Please transcribe the listing in its entirety, character for character.

- ENTRIES PROVIDED:
=== Begin Enclosure ===
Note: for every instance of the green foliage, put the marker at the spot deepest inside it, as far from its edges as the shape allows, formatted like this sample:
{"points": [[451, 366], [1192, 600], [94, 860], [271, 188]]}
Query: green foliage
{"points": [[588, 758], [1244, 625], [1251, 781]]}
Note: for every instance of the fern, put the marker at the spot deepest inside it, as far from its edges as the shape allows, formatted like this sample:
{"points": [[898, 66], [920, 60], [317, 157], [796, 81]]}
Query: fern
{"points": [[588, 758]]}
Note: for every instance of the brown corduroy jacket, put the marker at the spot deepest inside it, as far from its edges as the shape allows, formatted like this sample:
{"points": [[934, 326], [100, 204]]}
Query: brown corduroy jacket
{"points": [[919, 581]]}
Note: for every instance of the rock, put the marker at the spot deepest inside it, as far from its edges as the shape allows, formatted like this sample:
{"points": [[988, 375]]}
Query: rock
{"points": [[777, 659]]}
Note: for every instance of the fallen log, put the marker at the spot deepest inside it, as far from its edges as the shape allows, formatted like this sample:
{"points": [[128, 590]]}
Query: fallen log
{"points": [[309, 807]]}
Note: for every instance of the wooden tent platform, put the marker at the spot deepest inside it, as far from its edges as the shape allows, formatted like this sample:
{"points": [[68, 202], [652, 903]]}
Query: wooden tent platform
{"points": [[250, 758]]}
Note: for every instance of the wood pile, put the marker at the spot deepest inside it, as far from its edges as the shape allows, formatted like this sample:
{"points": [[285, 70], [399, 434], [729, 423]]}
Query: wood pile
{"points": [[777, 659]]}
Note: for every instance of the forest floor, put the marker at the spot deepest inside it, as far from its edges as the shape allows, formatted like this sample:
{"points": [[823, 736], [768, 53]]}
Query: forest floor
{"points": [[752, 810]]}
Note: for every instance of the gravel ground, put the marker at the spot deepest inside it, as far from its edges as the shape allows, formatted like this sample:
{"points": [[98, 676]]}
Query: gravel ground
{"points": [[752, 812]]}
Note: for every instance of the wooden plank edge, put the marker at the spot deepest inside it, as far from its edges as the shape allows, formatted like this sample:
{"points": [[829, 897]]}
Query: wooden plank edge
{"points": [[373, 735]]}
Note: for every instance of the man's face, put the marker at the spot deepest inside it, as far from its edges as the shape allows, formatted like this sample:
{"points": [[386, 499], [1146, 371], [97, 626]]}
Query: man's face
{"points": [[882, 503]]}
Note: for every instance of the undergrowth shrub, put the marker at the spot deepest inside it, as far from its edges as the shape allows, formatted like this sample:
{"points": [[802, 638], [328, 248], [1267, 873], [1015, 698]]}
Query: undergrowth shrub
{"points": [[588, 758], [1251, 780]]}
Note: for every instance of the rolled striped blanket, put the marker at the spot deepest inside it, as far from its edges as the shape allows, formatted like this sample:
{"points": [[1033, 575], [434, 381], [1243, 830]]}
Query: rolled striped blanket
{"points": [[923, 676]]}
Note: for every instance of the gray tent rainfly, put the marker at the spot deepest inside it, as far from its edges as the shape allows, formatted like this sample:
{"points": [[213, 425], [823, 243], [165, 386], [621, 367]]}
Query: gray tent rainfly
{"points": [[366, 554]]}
=== End Enclosure ===
- SOLVED PROBLEM:
Note: for every instance of the green foliage, put the marker at the spot deepest inside it, as far from its edges as the shape allows, formatted like this sample:
{"points": [[451, 366], [1192, 600], [94, 860], [271, 188]]}
Query: green foliage
{"points": [[588, 758], [1244, 625], [1251, 781]]}
Note: for every instance of the fern, put the marker at the spot deepest inside it, as far from its edges as the shape allows, formatted like this sample:
{"points": [[898, 66], [920, 60], [317, 157], [796, 81]]}
Query: fern
{"points": [[588, 758]]}
Note: for every instance of the brown corduroy jacket, put the marker at the spot deepest inside it, as far from its edges as the shape allows, formatted like this sample:
{"points": [[934, 326], [100, 204]]}
Query: brown corduroy jacket
{"points": [[919, 581]]}
Note: for every instance of the rock, put the marker at the spot deepest inside it, as far from its edges as the shape allows, formatted like this sample:
{"points": [[988, 375]]}
Query: rock
{"points": [[777, 659]]}
Note: for every instance of the fallen log, put the marker at the spot deepest inside it, as far from its edges as the shape allows, formatted like this sample:
{"points": [[128, 590]]}
Query: fallen log
{"points": [[309, 807]]}
Note: for every instance of the wooden tent platform, put the marker at the spot deepest inside it, as far from its edges as the shape allows, formatted like this sample:
{"points": [[68, 202], [652, 903]]}
Query: wooden tent platform
{"points": [[250, 758]]}
Note: for every instance of the wood pile, put the marker at the spot deepest inside it, as far from its edges as the shape allows, formatted like this sample:
{"points": [[285, 70], [399, 434], [729, 423]]}
Query: wood pile
{"points": [[777, 659]]}
Note: for every instance of the forest floor, put the marker at the spot deepest inside it, as far from its edges as the shape allows, formatted like this sample:
{"points": [[823, 736], [768, 53]]}
Query: forest floor
{"points": [[752, 810]]}
Note: for every instance of the gravel ground, put the marker at the spot deepest inside it, as far from its edges as the shape allows, formatted like this sample:
{"points": [[98, 676]]}
Query: gravel ground
{"points": [[752, 812]]}
Note: for every instance of the wooden plank edge, put the marker at the spot deepest inside it, as far from its edges as the shape allows, formatted like this sample:
{"points": [[829, 897]]}
Query: wooden plank edge
{"points": [[373, 735]]}
Note: for every instance of the man's face, put the marker at the spot deepest inside it, as far from its edges as the shape allows, formatted like this sample:
{"points": [[386, 499], [1146, 371], [97, 626]]}
Query: man's face
{"points": [[882, 503]]}
Note: for every instance of the undergrowth shrub, put the marker at the spot deepest inside it, as far from its edges as the shape allows, formatted like this sample:
{"points": [[802, 638], [328, 248], [1267, 873], [1015, 698]]}
Query: undergrowth shrub
{"points": [[588, 758], [1251, 780]]}
Note: for every instance of the rolled striped blanket, put the marker at the spot deepest inside it, as far from its edges as the shape allows, formatted like this sample:
{"points": [[1033, 575], [434, 381], [1243, 830]]}
Query: rolled striped blanket
{"points": [[923, 676]]}
Note: for every instance of the gray tent rainfly, put the marker at the spot deepest inside it, as far from its edges as the shape allows, formatted like this sample:
{"points": [[213, 425], [823, 243], [165, 386], [621, 367]]}
Query: gray tent rainfly
{"points": [[366, 554]]}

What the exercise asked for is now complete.